United National Movement (, ENM) is a liberal and pro-western political party in Georgia founded by Mikheil Saakashvili which rose to power following the Rose Revolution. Since the 2012 parliamentary election, it is the main opposition party.

History

United National Movement was founded in October 2001 by Mikheil Saakashvili, who has recently resigned from the government of Eduard Shevardnadze and left the ruling Union of Citizens party, accusing it of corruption and state capture. The party was intended to provide a focus for the Georgian reformist politicians supporting reforms to strengthen institutions of liberal democracy and further integration of Georgia into EU and NATO. Having achieved significant success in 2002 local election, the party looked forward to the 2003 parliamentary election as an opportunity to challenge the long-lasting rule of the increasingly unpopular ruling party.

Saakashvili and other Georgian opposition leaders formed a "United People's Alliance" in November 2003 to bring together the United National Movement, the United Democrats, the Union of National Solidarity and the movement "Kmara" in a loose alliance against the government of President Eduard Shevardnadze. The opposition parties strongly contested the outcome of the November 2, 2003 parliamentary elections, which local and international observers criticized for numerous irregularities. Following a crisis involving allegations of ballot fraud, Eduard Shevardnadze resigned as president on November 23, 2003, in the bloodless Rose Revolution. The United National Movement and its partners played a central role in the November 2003 political crisis. After the fall of Shevardnadze, the party joined forces with the United Democrats and the Union of National Solidarity to promote Saakashvili as the principal candidate in the presidential elections of January 4, 2004. Saakashvili won the election with overwhelming majority and was inaugurated on January 25. The United National Movement and the United Democrats amalgamated on February 5, 2004; the bloc National Movement - Democrats secured the constitutional majority in the fresh parliamentary elections (with ca. 75% of the votes).

The party aimed to re-assert sovereignty of the central government over the whole Georgian territory. This led to upsurge of tension with the authorities of Adjarian Autonomous Republic under Aslan Abashidze who had built an independent power base in Adjara in the course of Georgian Civil War and enjoyed broad autonomy under previous administration. Abashidze denounced the Rose Revolution as an unconstitutional coup. The crisis culminated in May 2004 when Abashidze stepped down as the mass demonstrations in Batumi called for his resignation.
● ● ● ● ● ● ●
Problems to solve —
a – According to the article on the United National Movement, when was the party founded?
b – Switch "site survey" to "field inspection" in the entries and write out everything from the first entry down through the line with "column 125, row 110", with nothing else changed.
● ● ● ● ● ● ●
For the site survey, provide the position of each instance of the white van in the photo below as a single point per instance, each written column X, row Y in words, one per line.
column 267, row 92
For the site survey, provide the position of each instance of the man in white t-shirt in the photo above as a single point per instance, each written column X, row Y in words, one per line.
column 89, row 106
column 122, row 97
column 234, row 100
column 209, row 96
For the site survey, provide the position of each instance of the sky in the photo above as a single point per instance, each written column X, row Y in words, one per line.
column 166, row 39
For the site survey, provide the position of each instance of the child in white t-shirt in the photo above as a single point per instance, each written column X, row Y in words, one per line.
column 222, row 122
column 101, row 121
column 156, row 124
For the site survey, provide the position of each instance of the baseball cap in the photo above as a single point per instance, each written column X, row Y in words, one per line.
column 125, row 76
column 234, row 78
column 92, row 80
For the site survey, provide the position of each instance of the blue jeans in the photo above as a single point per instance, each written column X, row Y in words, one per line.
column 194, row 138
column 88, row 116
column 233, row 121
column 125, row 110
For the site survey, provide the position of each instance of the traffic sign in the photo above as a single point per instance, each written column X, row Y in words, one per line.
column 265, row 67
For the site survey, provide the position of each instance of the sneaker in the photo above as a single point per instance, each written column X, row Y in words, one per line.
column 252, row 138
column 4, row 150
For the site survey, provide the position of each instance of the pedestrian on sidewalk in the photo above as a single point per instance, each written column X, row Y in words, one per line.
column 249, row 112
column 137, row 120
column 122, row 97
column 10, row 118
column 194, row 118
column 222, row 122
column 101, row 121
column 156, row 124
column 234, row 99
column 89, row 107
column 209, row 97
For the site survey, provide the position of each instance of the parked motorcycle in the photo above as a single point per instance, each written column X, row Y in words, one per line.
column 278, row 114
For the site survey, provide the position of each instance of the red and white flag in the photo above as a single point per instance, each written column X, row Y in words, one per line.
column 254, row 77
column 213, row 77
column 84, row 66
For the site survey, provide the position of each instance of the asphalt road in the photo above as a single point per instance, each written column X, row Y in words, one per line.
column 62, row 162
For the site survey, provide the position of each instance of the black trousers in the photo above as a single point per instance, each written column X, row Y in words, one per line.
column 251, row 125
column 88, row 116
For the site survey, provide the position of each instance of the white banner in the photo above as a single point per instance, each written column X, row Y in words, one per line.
● ● ● ● ● ● ●
In response —
a – October 2001

b –
For the field inspection, provide the position of each instance of the white van in the photo below as a single point per instance, each written column X, row Y in words, one per line.
column 267, row 92
For the field inspection, provide the position of each instance of the man in white t-shirt in the photo above as a single point per instance, each written column X, row Y in words, one per line.
column 89, row 106
column 122, row 97
column 234, row 100
column 209, row 96
For the field inspection, provide the position of each instance of the sky in the photo above as a single point per instance, each written column X, row Y in words, one per line.
column 166, row 39
For the field inspection, provide the position of each instance of the child in white t-shirt in the photo above as a single point per instance, each written column X, row Y in words, one per line.
column 222, row 122
column 101, row 121
column 156, row 124
For the field inspection, provide the position of each instance of the baseball cap in the photo above as a single point per instance, each written column X, row Y in words, one per line.
column 125, row 76
column 234, row 78
column 92, row 80
For the field inspection, provide the position of each instance of the blue jeans in the photo above as a single point per instance, each written column X, row Y in words, one per line.
column 194, row 138
column 88, row 116
column 233, row 121
column 125, row 110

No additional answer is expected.